Source data:
-------
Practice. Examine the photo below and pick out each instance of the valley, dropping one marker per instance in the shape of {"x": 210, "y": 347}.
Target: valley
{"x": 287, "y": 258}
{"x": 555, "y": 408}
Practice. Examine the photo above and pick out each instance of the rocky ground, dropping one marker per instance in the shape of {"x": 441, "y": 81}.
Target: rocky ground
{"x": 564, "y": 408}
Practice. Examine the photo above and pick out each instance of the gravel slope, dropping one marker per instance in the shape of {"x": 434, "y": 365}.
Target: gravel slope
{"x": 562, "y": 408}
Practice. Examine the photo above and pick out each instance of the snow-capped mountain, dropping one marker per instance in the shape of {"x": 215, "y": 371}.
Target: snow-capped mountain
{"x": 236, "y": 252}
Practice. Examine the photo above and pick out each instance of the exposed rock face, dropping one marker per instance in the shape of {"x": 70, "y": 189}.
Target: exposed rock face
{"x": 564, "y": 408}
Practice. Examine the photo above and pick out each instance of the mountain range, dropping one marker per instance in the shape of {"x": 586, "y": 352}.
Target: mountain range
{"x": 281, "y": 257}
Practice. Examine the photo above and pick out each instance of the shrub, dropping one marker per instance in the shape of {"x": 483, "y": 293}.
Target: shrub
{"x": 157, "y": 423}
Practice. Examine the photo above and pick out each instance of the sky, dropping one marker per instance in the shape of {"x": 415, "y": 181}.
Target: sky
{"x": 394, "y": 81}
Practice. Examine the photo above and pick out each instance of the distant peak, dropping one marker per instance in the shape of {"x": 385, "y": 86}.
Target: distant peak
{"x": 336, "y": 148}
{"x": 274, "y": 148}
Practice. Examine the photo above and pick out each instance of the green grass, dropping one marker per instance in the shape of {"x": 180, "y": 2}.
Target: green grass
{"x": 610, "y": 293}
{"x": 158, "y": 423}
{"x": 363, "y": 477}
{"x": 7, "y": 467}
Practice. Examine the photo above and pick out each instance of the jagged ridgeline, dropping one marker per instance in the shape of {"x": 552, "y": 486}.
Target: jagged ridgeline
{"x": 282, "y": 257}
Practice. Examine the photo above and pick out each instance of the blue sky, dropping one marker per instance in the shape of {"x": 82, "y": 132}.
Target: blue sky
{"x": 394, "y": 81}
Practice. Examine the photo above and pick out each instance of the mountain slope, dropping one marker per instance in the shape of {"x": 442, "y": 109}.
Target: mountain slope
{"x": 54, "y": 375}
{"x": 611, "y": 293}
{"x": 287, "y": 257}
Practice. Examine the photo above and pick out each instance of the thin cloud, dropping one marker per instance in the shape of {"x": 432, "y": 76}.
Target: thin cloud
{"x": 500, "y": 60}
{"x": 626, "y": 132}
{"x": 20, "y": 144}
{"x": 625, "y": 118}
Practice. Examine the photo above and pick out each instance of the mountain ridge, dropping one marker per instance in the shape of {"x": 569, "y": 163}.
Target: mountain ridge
-------
Arrange every one of the rows above as a numbered list, leaving out any blank lines.

> _ANSWER TO THIS EXERCISE_:
1. Practice. Examine the photo below and pick out each instance of the valley, dropping one marker per instance in the shape of {"x": 210, "y": 347}.
2. Target: valley
3. {"x": 287, "y": 258}
4. {"x": 555, "y": 408}
5. Practice. Examine the photo above and pick out each instance of the rocky ground, dropping one marker per instance in the shape of {"x": 441, "y": 81}.
6. Target: rocky ground
7. {"x": 564, "y": 408}
8. Practice. Examine the photo above and pick out each instance of the gravel slope, dropping one marker per instance in the shape of {"x": 434, "y": 365}.
9. Target: gravel slope
10. {"x": 562, "y": 408}
11. Practice. Examine the photo above and pick out each instance of the snow-capped mountain, dropping one marker per instance in the shape of {"x": 215, "y": 371}.
12. Target: snow-capped mountain
13. {"x": 236, "y": 252}
14. Practice. Examine the photo above and pick out each instance of the exposed rock face, dropping one marker per instance in the shape of {"x": 70, "y": 189}.
15. Target: exposed rock face
16. {"x": 564, "y": 408}
17. Practice. Examine the photo above and pick out each instance of the mountain range, dropping one marker per instance in the shape of {"x": 586, "y": 352}.
18. Target: mountain range
19. {"x": 281, "y": 257}
20. Practice. Examine the photo above and pick out each instance of the shrub, dropping one marker per instance in the shape of {"x": 483, "y": 293}.
21. Target: shrub
22. {"x": 157, "y": 423}
23. Practice. Examine the photo above and pick out each instance of the sky, dropping one marker per instance in the shape of {"x": 415, "y": 181}.
24. Target: sky
25. {"x": 394, "y": 81}
26. Practice. Examine the photo above and pick out each instance of the distant peak, dropping one marker per instance in the shape of {"x": 385, "y": 86}.
27. Target: distant peak
28. {"x": 336, "y": 148}
29. {"x": 274, "y": 148}
30. Practice. Examine the photo above and pick out each instance of the green grass, dropping one marker per instance in the shape of {"x": 180, "y": 2}.
31. Target: green grass
32. {"x": 610, "y": 293}
33. {"x": 158, "y": 423}
34. {"x": 363, "y": 477}
35. {"x": 7, "y": 467}
36. Practice. Examine the photo above and pick out each instance of the jagged ridgeline, dropping one marker per instance in the shape of {"x": 552, "y": 486}.
37. Target: jagged ridgeline
38. {"x": 282, "y": 257}
39. Practice. Examine the photo above and pick out each instance of the blue sky, dropping one marker per instance in the shape of {"x": 82, "y": 132}.
40. Target: blue sky
41. {"x": 394, "y": 81}
42. Practice. Examine the photo above and pick out each instance of the mountain slope, dropping one marker per instance in the shape of {"x": 442, "y": 109}.
43. Target: mountain slope
44. {"x": 54, "y": 375}
45. {"x": 611, "y": 293}
46. {"x": 287, "y": 257}
47. Practice. Examine the photo above and pick out each instance of the thin cloud, dropping one marker per instance in the shape of {"x": 432, "y": 76}.
48. Target: thin cloud
49. {"x": 500, "y": 60}
50. {"x": 626, "y": 132}
51. {"x": 20, "y": 144}
52. {"x": 625, "y": 118}
53. Practice. Examine the photo above and pick out each instance of the mountain ridge, dropping one marker per instance in the shape of {"x": 569, "y": 163}.
54. Target: mountain ridge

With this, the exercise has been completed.